━━━━━ Supplied data

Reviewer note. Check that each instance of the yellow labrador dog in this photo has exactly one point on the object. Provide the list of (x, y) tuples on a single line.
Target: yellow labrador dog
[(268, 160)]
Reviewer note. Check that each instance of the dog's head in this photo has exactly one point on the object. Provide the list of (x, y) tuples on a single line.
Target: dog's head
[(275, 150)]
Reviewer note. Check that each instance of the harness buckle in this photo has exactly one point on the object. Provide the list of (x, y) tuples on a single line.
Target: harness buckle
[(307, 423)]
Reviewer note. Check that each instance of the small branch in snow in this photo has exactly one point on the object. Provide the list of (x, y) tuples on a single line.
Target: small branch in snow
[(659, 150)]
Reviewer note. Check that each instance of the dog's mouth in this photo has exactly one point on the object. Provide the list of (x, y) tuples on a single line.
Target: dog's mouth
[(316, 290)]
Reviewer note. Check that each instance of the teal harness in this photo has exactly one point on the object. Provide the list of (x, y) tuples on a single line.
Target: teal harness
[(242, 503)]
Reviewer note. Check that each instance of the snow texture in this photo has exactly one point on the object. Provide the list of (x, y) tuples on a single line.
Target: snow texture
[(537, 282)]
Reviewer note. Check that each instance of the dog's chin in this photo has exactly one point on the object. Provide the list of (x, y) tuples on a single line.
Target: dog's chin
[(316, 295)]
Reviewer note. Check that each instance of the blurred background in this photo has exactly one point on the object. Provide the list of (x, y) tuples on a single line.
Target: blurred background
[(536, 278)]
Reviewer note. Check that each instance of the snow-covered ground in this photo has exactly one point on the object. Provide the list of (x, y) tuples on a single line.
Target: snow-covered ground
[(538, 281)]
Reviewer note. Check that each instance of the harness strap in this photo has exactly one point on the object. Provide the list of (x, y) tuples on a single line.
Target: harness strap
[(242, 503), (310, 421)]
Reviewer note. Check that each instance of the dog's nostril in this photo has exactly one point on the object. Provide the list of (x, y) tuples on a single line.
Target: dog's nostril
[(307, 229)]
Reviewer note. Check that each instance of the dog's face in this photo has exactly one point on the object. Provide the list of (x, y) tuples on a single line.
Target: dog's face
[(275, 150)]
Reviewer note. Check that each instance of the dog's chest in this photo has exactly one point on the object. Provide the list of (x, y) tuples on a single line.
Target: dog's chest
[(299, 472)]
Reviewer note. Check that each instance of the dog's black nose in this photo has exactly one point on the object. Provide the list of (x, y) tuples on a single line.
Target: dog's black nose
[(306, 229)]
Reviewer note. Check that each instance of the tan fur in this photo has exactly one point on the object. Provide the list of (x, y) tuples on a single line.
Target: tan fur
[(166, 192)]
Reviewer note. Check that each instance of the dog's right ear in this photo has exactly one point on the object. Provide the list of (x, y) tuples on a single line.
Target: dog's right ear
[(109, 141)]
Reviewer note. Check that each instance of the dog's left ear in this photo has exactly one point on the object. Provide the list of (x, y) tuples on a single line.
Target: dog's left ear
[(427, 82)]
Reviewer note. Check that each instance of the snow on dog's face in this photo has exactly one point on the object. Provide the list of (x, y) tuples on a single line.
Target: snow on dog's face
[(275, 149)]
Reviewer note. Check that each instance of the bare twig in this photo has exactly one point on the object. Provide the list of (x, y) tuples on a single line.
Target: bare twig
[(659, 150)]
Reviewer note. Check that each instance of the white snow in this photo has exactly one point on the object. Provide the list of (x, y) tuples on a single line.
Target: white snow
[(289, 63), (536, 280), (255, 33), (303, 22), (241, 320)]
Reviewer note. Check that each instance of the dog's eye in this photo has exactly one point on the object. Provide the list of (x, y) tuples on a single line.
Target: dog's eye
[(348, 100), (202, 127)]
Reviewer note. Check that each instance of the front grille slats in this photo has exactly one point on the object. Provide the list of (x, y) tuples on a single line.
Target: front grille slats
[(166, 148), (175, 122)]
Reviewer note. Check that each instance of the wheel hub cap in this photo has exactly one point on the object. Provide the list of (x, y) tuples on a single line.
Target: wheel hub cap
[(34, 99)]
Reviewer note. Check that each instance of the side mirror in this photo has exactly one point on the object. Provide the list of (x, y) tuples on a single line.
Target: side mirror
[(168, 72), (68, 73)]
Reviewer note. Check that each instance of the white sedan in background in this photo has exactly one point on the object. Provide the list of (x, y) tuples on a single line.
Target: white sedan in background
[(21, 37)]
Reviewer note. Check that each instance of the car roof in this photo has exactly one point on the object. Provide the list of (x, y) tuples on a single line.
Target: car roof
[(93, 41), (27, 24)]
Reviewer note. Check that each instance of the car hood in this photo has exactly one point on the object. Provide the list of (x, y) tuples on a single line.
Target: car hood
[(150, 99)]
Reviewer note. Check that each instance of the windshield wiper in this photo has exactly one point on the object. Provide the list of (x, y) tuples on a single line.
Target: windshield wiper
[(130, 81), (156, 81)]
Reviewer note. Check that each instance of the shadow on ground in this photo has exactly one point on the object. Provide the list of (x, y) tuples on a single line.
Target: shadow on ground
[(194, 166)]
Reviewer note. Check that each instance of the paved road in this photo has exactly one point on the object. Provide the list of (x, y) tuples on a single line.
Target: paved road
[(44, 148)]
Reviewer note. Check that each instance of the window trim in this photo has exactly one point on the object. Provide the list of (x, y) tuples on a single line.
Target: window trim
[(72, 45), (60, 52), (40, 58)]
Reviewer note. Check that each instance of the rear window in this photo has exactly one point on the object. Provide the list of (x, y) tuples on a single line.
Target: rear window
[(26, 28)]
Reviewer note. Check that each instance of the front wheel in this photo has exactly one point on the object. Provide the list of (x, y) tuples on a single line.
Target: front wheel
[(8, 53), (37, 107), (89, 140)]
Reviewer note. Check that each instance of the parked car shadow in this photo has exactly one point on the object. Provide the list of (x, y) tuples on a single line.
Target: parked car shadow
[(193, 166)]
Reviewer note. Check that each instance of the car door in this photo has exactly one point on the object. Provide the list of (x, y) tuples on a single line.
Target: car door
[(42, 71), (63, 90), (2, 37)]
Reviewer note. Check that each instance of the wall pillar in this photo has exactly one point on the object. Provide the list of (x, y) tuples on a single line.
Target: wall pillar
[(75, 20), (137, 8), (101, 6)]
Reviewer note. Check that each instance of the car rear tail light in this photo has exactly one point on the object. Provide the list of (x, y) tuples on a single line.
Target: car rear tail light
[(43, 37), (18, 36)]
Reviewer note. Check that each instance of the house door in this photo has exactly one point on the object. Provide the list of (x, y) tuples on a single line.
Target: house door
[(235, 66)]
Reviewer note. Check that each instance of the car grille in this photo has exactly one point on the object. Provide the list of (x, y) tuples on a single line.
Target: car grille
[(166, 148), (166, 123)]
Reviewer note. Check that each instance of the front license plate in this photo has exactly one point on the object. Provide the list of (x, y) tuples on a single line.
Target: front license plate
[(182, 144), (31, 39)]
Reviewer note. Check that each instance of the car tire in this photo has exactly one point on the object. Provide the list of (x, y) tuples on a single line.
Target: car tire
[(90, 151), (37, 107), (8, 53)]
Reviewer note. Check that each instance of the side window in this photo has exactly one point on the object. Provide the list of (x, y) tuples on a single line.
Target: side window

━━━━━━━━━━

Exercise goal: Reproduce the listing exactly, leaving nothing out.

Solution to the exercise:
Reviewer note. Check that each instance of the yellow labrador dog in this photo has exactly one point on the object. Provide the list of (x, y) tuples on a single line.
Target: yellow labrador dog
[(268, 160)]
Reviewer note. Check that each instance of the dog's head in this photo has exactly one point on the object. Provide the list of (x, y) tuples on a single line.
Target: dog's head
[(275, 150)]
Reviewer note. Check that each instance of the harness buckle in this photo has exactly one point on the object. Provide the list of (x, y) tuples on a single line.
Target: harness buckle
[(307, 423)]
Reviewer note. Check that each instance of the small branch in snow in this photo has exactly one point on the object. Provide the list of (x, y) tuples on a single line.
Target: small branch in snow
[(659, 150)]
Reviewer note. Check that each instance of the dog's mouth in this photo has exactly one point on the object. Provide the list of (x, y) tuples on a single line.
Target: dog's mouth
[(316, 290)]
Reviewer note. Check that each instance of the teal harness in this photo has exactly one point on the object. Provide the list of (x, y) tuples on a single line.
Target: teal harness
[(242, 503)]
Reviewer note. Check that each instance of the snow texture in this photo has exactly one point on the object. Provide the list of (x, y) tuples on a single line.
Target: snow texture
[(537, 282)]
Reviewer note. Check that each instance of the dog's chin in this photo has exactly one point on the object. Provide the list of (x, y) tuples on a single line.
Target: dog's chin
[(316, 295)]
Reviewer note. Check that each instance of the blurred background in this photo has exactly one point on the object. Provide the list of (x, y) tuples on a single line.
Target: blurred background
[(536, 278)]
Reviewer note. Check that each instance of the snow-covered ground in this photo has exactly one point on the object. Provide the list of (x, y) tuples on a single line.
Target: snow-covered ground
[(538, 281)]
Reviewer note. Check that each instance of the harness strap in this photo has exactly one point on the object. Provide the list of (x, y) tuples on a single line.
Target: harness strap
[(242, 503), (310, 421)]
Reviewer note. Check that each instance of the dog's nostril in this photo has exactly one point on the object. Provide the list of (x, y) tuples on a single line.
Target: dog's nostril
[(307, 229)]
Reviewer note. Check that each instance of the dog's face in this photo has exactly one point on the object. Provide the list of (x, y) tuples on a single line.
Target: dog's face
[(275, 150)]
Reviewer note. Check that each instance of the dog's chest in this photo has exactly one point on the object. Provide the list of (x, y) tuples on a single line.
Target: dog's chest
[(299, 472)]
Reviewer note. Check that each instance of the dog's black nose in this photo has exactly one point on the object. Provide the list of (x, y) tuples on a single line.
Target: dog's black nose
[(306, 229)]
Reviewer note. Check that each instance of the tan fur in this photo has exactly one point on the object. Provide the list of (x, y) tuples on a single line.
Target: tan fur
[(166, 192)]
Reviewer note. Check that each instance of the dog's right ear in this photo has exactly one point on the object. Provide the list of (x, y) tuples on a single line.
Target: dog's right ear
[(109, 141)]
Reviewer note. Check that each instance of the dog's left ear in this photo has exactly one point on the object. Provide the list of (x, y) tuples on a single line.
Target: dog's left ear
[(427, 82)]
Reviewer note. Check that each instance of the snow on dog's face in this photo has exactly one point on the object. Provide the list of (x, y) tuples on a single line.
Target: snow on dog's face
[(275, 149)]
Reviewer note. Check that each instance of the bare twig in this photo has exactly one point on the object. Provide the list of (x, y) tuples on a single line.
Target: bare twig
[(659, 150)]
Reviewer note. Check that each instance of the white snow in this photo has exactly one point on the object. Provide the list of (x, y) tuples on a single line.
Target: white snow
[(289, 63), (536, 280), (255, 33), (303, 22), (241, 320)]
Reviewer note. Check that each instance of the dog's eye in this photo has exactly one point on the object. Provide the list of (x, y) tuples on a single line.
Target: dog's eye
[(348, 100), (202, 127)]
Reviewer note. Check that each instance of the front grille slats in this photo has exactly one point on the object. Provide the list of (x, y) tuples on a single line.
Target: front grille slats
[(166, 148), (175, 122)]
Reviewer note. Check that each instance of the wheel hub cap in this photo has exactly one point on the object. Provide the list of (x, y) tuples on a single line.
Target: wheel hub cap
[(34, 99)]
Reviewer note. Check that each instance of the side mirror in this photo has exactly one point on the object. Provide the list of (x, y) tuples on a single line.
Target: side mirror
[(168, 72), (68, 73)]
Reviewer note. Check that each instance of the white sedan in background in this photo has exactly one point on the object. Provide the list of (x, y) tuples on a single line.
Target: white sedan in background
[(21, 37)]
Reviewer note. Check that each instance of the car roof in this photo has exactly one point on the object. Provide the list of (x, y) tuples on a single line.
Target: car roof
[(93, 41), (27, 24)]
Reviewer note. Check that each instance of the car hood in this photo has exactly one point on the object. Provide the list of (x, y) tuples on a single line.
Target: car hood
[(150, 99)]
Reviewer note. Check that each instance of the windshield wiper in this photo has exactly one point on the object. Provide the list of (x, y) tuples on a single line.
Target: windshield wiper
[(130, 81), (156, 81)]
Reviewer note. Check that each instance of the shadow on ground in this photo has exactly one point on the object. Provide the list of (x, y) tuples on a single line.
Target: shadow on ground
[(194, 166)]
Reviewer note. Check that each instance of the paved road in this photo has exactly one point on the object. Provide the list of (x, y) tuples on a single line.
Target: paved road
[(44, 148)]
Reviewer note. Check that each instance of the window trim in this photo has exactly one point on the object. Provide the list of (x, y) tuples on a single line.
Target: window trim
[(72, 45), (60, 52), (40, 58)]
Reviewer note. Check that each instance of the rear window in this photo has exactly one point on the object. Provide the list of (x, y) tuples on a single line.
Target: rear window
[(26, 28)]
Reviewer note. Check that each instance of the front wheel in this photo has exactly one point on the object. Provide the list of (x, y) tuples on a single line.
Target: front wheel
[(8, 53), (37, 107), (89, 140)]
Reviewer note. Check that each instance of the parked car shadow in this photo has exactly one point on the object. Provide the list of (x, y) tuples on a single line.
Target: parked car shadow
[(193, 166)]
Reviewer note. Check that each instance of the car door in this photo has exactly one point on the object. Provide the list of (x, y) tuples on a single line.
Target: car door
[(42, 71), (63, 90), (2, 37)]
Reviewer note. Check that each instance of the wall pillar in this photo has exactly one point on the object. Provide the list of (x, y) tuples on a single line.
Target: wall pillar
[(75, 20), (137, 8), (101, 6)]
Reviewer note. Check that each instance of the car rear tail light in this photo has exactly one point on the object. Provide the list of (x, y) tuples on a single line.
Target: car rear tail light
[(43, 37), (18, 36)]
Reviewer note. Check that each instance of the house door in this photo has exactly one point on the object. Provide the list of (x, y) tuples on a single line.
Target: house door
[(235, 66)]
Reviewer note. Check that each instance of the car grille in this photo has exactly one point on the object. Provide the list of (x, y) tuples on a single line.
Target: car grille
[(166, 148), (166, 123)]
Reviewer note. Check that each instance of the front license plate in this photo has exactly one point on the object. Provide the list of (x, y) tuples on a single line.
Target: front license plate
[(182, 144), (31, 39)]
Reviewer note. Check that each instance of the car tire in this photo has exactly one point on the object. Provide the list of (x, y) tuples on a single line.
Target: car tire
[(90, 151), (37, 107), (8, 53)]
Reviewer note. Check that each instance of the side window in this photo has exactly one point on the object. Provide the list of (x, y) tuples on a single line.
Target: side window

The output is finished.